### Provided data
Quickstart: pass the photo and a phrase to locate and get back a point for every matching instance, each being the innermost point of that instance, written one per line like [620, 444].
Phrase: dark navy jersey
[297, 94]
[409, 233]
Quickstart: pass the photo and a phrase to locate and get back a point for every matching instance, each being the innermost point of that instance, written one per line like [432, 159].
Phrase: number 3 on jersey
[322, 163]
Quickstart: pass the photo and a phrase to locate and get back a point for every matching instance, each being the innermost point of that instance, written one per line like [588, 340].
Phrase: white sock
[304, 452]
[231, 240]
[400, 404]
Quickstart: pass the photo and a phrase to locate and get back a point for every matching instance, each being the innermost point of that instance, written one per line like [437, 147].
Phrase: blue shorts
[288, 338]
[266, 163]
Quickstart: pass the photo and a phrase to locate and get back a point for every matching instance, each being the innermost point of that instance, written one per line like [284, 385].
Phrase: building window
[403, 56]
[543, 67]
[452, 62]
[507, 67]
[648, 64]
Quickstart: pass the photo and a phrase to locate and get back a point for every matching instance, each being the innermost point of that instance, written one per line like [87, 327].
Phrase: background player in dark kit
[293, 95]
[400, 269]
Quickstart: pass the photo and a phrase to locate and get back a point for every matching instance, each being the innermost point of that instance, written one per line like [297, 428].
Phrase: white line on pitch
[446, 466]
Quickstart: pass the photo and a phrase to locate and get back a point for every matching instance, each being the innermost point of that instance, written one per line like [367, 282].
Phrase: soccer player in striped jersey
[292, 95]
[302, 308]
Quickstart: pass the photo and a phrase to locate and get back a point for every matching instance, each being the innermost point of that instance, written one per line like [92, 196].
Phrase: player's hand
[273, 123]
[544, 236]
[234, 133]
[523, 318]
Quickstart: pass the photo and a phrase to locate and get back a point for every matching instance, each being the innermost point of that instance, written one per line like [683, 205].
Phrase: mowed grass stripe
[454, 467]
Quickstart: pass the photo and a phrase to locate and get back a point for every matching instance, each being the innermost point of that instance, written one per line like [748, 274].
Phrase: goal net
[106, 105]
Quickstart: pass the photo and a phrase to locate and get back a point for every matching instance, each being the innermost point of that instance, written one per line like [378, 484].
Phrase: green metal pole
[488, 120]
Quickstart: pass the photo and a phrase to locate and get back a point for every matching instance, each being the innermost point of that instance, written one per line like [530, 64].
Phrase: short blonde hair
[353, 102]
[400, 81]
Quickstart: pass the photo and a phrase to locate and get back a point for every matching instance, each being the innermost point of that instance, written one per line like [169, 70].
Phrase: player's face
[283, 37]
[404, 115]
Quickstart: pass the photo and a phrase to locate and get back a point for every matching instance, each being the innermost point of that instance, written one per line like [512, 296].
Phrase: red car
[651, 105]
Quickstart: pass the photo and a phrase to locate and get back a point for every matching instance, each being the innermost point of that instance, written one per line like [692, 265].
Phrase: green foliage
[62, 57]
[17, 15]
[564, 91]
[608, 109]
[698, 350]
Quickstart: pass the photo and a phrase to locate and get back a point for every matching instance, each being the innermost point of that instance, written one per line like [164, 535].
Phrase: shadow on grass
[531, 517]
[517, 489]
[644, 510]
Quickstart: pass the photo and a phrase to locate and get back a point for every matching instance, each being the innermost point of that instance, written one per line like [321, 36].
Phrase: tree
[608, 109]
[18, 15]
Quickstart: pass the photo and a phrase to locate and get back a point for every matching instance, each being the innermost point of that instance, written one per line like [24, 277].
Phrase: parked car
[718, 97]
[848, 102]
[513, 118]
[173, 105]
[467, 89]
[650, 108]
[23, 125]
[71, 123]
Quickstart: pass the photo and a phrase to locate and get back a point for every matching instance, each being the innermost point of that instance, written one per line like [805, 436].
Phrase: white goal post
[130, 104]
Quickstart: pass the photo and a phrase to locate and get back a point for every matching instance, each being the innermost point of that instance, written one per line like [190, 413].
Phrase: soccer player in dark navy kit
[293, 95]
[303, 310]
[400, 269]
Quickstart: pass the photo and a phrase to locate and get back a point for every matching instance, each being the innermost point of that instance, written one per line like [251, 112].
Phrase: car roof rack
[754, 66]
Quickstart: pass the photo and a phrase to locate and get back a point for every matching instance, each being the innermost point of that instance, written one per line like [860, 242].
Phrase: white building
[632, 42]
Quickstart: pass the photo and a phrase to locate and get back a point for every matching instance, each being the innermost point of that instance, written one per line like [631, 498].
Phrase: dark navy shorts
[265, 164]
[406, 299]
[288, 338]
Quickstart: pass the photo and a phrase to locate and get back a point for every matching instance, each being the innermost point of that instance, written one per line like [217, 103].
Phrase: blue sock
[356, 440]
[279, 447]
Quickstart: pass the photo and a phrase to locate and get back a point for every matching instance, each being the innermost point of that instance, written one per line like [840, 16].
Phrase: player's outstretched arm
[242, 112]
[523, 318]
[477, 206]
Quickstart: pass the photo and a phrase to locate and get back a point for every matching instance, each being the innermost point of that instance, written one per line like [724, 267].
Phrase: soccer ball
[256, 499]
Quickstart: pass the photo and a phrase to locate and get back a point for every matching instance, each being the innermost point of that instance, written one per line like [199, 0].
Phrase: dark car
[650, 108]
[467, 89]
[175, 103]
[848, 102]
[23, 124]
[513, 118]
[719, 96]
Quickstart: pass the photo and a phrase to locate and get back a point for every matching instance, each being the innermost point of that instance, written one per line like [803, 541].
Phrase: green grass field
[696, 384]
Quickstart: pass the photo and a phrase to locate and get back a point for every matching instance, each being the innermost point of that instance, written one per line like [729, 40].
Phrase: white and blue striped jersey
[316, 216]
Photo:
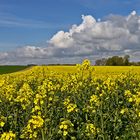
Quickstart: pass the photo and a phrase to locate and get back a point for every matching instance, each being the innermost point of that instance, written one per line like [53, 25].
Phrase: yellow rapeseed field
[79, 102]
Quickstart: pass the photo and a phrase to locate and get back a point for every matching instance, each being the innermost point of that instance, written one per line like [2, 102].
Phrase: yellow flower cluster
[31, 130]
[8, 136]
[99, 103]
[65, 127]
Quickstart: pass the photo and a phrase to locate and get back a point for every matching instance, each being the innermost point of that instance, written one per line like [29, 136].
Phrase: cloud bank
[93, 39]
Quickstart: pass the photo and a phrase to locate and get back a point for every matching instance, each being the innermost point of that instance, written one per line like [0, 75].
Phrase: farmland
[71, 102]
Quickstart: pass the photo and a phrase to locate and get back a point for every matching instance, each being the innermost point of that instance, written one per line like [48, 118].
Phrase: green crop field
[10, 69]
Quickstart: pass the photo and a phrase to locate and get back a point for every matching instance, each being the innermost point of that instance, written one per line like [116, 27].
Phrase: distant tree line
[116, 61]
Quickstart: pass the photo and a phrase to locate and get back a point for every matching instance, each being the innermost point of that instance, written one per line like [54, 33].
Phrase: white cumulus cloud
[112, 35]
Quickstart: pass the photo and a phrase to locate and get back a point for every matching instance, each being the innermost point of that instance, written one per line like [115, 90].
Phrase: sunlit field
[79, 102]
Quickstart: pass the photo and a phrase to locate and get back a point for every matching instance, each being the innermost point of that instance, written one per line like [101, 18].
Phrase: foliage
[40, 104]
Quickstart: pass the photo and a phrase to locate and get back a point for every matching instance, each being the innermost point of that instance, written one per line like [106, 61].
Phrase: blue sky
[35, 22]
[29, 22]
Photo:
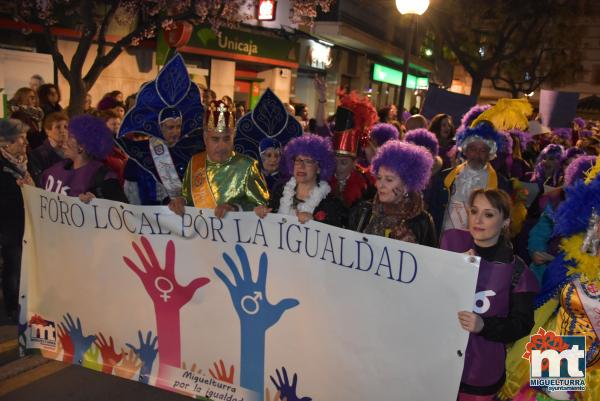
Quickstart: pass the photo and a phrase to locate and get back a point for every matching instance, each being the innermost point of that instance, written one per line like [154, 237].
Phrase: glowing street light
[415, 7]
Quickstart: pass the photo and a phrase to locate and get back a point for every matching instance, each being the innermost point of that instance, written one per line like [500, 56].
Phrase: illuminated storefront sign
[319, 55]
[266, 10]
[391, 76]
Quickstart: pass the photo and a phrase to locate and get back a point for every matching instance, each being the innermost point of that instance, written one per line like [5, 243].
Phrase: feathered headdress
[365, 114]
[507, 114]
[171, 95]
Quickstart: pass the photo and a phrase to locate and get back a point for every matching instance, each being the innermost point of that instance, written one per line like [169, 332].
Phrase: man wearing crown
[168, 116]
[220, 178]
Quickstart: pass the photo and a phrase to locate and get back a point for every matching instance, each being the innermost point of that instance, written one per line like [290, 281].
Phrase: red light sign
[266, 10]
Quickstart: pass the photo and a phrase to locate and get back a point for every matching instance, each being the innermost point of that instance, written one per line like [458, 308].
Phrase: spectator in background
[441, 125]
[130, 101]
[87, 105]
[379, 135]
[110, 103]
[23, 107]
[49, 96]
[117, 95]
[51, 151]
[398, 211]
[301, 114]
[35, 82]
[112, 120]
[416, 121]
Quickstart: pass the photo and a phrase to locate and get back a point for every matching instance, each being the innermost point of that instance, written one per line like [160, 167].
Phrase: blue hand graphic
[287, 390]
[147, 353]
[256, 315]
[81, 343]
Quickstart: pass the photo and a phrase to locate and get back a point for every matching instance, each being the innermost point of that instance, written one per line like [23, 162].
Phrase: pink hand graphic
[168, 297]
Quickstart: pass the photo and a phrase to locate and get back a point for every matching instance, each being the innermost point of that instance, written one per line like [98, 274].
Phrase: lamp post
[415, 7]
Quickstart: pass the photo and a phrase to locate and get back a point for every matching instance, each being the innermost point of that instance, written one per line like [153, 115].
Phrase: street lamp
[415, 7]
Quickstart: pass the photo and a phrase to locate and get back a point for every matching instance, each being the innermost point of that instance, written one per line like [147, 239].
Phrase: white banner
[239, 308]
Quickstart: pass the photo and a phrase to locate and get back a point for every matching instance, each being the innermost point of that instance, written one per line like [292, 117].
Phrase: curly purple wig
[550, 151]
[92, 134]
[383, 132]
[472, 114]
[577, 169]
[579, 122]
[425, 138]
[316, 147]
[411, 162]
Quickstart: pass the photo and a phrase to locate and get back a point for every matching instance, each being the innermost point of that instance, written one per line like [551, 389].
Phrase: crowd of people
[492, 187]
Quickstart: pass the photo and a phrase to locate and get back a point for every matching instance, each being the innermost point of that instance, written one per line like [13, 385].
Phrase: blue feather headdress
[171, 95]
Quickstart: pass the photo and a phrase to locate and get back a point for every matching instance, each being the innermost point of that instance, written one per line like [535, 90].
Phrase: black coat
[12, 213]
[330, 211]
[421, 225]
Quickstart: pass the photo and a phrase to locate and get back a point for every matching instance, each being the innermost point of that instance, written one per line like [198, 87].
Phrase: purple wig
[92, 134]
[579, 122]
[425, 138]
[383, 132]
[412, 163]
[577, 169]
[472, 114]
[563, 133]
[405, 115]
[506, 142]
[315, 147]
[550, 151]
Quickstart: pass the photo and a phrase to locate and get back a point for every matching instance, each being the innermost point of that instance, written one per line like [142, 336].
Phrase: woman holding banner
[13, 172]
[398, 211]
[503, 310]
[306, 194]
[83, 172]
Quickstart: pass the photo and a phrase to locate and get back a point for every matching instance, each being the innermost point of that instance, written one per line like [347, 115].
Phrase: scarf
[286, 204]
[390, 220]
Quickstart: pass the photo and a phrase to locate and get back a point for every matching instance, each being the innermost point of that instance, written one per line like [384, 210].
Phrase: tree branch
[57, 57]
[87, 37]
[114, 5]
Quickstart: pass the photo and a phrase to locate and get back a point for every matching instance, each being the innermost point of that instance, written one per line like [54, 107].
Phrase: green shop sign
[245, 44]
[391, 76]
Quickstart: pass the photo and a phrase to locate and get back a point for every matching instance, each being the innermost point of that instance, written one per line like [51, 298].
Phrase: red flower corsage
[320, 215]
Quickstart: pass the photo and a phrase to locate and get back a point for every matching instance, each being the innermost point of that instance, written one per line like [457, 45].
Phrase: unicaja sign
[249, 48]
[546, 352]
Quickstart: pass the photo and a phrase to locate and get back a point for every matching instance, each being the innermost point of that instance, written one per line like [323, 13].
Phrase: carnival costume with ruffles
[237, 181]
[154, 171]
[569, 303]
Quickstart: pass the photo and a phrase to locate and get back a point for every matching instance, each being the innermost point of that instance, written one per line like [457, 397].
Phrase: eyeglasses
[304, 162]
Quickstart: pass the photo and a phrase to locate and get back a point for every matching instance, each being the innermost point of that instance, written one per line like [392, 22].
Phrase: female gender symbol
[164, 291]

### Request
Everything from the line with "like [384, 210]." to the end of the listing above needs to be duplicated exactly, both end lines included, with nothing more.

### Problem solution
Quickstart: pass the photo and a phrase to locate and get back a point for every matching instance, each being the innermost point of that instance, written one per line like [384, 210].
Phrase: tree branch
[57, 57]
[87, 37]
[114, 5]
Quickstart: pass the photo and a phrase to locate and get back a point for every matching instance, each being the innermost point of that instance, written one per line like [54, 107].
Phrase: green shop sign
[245, 44]
[391, 76]
Quickstart: pass the photo and a phrase to locate and get back a point for every matching instance, each being the innermost point of that instance, written one per line like [51, 298].
Phrase: red flower corsage
[320, 215]
Quickstart: pass the photo and a phrase to locate and get back a point for every matching instance, each being the innermost point of that instance, written one per line like [457, 45].
Phrase: unicaja sign
[249, 48]
[546, 352]
Quickstart: pass the photo and a phrase to locate and get back a point for every matching instance, each being the innermost point of that instance, written one per line like [323, 13].
Phrase: carnival costume with ruffles
[237, 181]
[154, 171]
[569, 303]
Quickstart: pass the photo and a phrase to locate and get back a point for every matching instance, each being the innermost point of that instance, written one per line like [457, 397].
Phrase: eyeglasses
[304, 162]
Quickstart: pass the photo and a phrase to locate and get back a point for every matching instance, each being the innermost point of that instance, written one per line like [392, 22].
Phrase: female gender symbol
[164, 291]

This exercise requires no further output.